## Problem to solve:
Every entry needs to be printed exactly, please.

## Material for this exercise:
· · · · ·
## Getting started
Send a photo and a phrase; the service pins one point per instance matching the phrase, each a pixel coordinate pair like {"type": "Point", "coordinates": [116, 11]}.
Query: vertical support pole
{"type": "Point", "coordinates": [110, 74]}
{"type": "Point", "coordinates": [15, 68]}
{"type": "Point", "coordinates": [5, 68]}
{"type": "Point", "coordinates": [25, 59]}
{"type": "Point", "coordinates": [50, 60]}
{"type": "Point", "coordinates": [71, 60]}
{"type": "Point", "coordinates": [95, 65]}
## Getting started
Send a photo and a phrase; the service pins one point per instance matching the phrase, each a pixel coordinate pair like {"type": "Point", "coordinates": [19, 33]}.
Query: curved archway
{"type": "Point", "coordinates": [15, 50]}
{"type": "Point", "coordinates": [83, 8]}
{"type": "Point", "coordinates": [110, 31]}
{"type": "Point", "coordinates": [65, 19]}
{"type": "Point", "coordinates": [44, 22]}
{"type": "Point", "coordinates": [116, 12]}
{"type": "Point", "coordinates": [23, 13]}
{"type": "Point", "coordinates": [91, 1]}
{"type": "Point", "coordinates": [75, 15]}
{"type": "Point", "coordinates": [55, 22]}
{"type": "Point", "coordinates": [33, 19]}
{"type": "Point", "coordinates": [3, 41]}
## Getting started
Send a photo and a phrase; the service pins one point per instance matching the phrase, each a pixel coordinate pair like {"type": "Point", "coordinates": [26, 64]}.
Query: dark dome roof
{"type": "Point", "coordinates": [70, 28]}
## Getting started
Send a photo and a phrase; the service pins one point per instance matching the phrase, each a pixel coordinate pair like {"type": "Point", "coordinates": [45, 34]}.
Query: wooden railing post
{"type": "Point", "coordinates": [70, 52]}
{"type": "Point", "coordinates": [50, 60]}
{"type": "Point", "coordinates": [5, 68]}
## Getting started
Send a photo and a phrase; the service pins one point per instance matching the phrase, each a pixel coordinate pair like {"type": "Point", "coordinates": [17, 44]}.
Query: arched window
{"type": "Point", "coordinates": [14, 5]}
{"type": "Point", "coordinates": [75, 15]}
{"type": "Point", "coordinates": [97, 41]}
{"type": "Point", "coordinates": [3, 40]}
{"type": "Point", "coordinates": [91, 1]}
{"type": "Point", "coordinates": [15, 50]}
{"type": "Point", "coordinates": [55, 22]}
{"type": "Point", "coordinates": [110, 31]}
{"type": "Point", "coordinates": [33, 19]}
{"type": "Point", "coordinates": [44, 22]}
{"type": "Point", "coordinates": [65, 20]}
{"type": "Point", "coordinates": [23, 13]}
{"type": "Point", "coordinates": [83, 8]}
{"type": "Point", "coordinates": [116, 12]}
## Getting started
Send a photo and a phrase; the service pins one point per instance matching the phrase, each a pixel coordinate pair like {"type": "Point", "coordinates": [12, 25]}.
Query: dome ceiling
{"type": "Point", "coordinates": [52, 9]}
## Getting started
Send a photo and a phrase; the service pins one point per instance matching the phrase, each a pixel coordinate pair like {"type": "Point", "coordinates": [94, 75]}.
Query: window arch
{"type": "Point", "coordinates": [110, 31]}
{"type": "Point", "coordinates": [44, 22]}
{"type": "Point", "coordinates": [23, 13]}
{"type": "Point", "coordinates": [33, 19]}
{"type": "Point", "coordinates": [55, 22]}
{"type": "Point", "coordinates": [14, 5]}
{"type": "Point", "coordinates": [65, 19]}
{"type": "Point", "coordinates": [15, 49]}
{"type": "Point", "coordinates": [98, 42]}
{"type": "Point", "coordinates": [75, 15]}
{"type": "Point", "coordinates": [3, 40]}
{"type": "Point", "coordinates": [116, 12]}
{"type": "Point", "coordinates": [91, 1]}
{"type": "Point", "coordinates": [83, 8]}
· · · · ·
## Response to this task:
## Getting started
Send a photo and a phrase; the service pins one point per instance matching the phrase, each a pixel coordinate pair like {"type": "Point", "coordinates": [116, 11]}.
Query: vertical support pole
{"type": "Point", "coordinates": [110, 74]}
{"type": "Point", "coordinates": [15, 68]}
{"type": "Point", "coordinates": [5, 68]}
{"type": "Point", "coordinates": [25, 59]}
{"type": "Point", "coordinates": [50, 60]}
{"type": "Point", "coordinates": [71, 60]}
{"type": "Point", "coordinates": [95, 65]}
## Getting started
Send a photo and a phrase; the service pins one point per instance matching the phrase, each a pixel coordinate pair like {"type": "Point", "coordinates": [19, 33]}.
Query: curved archway
{"type": "Point", "coordinates": [15, 50]}
{"type": "Point", "coordinates": [83, 8]}
{"type": "Point", "coordinates": [110, 31]}
{"type": "Point", "coordinates": [65, 19]}
{"type": "Point", "coordinates": [44, 22]}
{"type": "Point", "coordinates": [116, 12]}
{"type": "Point", "coordinates": [23, 13]}
{"type": "Point", "coordinates": [91, 1]}
{"type": "Point", "coordinates": [75, 15]}
{"type": "Point", "coordinates": [55, 22]}
{"type": "Point", "coordinates": [33, 19]}
{"type": "Point", "coordinates": [3, 41]}
## Getting started
Send a photo and a phrase; the service pins one point per instance matching the phrase, each a pixel coordinate pair like {"type": "Point", "coordinates": [26, 64]}.
Query: dark dome roof
{"type": "Point", "coordinates": [70, 28]}
## Getting started
Send a photo and a phrase; the service pins one point per instance matching the phrase, each a pixel coordinate pair like {"type": "Point", "coordinates": [45, 34]}.
Query: wooden railing post
{"type": "Point", "coordinates": [70, 52]}
{"type": "Point", "coordinates": [50, 60]}
{"type": "Point", "coordinates": [5, 68]}
## Getting started
Send a photo and a phrase; the service pins one point per instance matching the phrase, each a pixel coordinate pair like {"type": "Point", "coordinates": [17, 44]}.
Query: arched window
{"type": "Point", "coordinates": [14, 5]}
{"type": "Point", "coordinates": [75, 15]}
{"type": "Point", "coordinates": [97, 41]}
{"type": "Point", "coordinates": [3, 40]}
{"type": "Point", "coordinates": [91, 1]}
{"type": "Point", "coordinates": [15, 50]}
{"type": "Point", "coordinates": [55, 22]}
{"type": "Point", "coordinates": [110, 31]}
{"type": "Point", "coordinates": [33, 19]}
{"type": "Point", "coordinates": [44, 22]}
{"type": "Point", "coordinates": [65, 20]}
{"type": "Point", "coordinates": [23, 13]}
{"type": "Point", "coordinates": [83, 8]}
{"type": "Point", "coordinates": [116, 12]}
## Getting started
Send a photo and a phrase; the service pins one point per instance matching the phrase, each a pixel coordinate pair like {"type": "Point", "coordinates": [12, 25]}.
Query: dome ceiling
{"type": "Point", "coordinates": [52, 9]}
## Getting started
Send a photo and a phrase; the service pins one point per instance matching the phrase, each a pixel coordinate pair like {"type": "Point", "coordinates": [94, 75]}.
Query: window arch
{"type": "Point", "coordinates": [110, 31]}
{"type": "Point", "coordinates": [44, 22]}
{"type": "Point", "coordinates": [23, 13]}
{"type": "Point", "coordinates": [33, 19]}
{"type": "Point", "coordinates": [55, 22]}
{"type": "Point", "coordinates": [14, 5]}
{"type": "Point", "coordinates": [65, 19]}
{"type": "Point", "coordinates": [15, 49]}
{"type": "Point", "coordinates": [98, 42]}
{"type": "Point", "coordinates": [75, 15]}
{"type": "Point", "coordinates": [3, 40]}
{"type": "Point", "coordinates": [116, 12]}
{"type": "Point", "coordinates": [91, 1]}
{"type": "Point", "coordinates": [83, 8]}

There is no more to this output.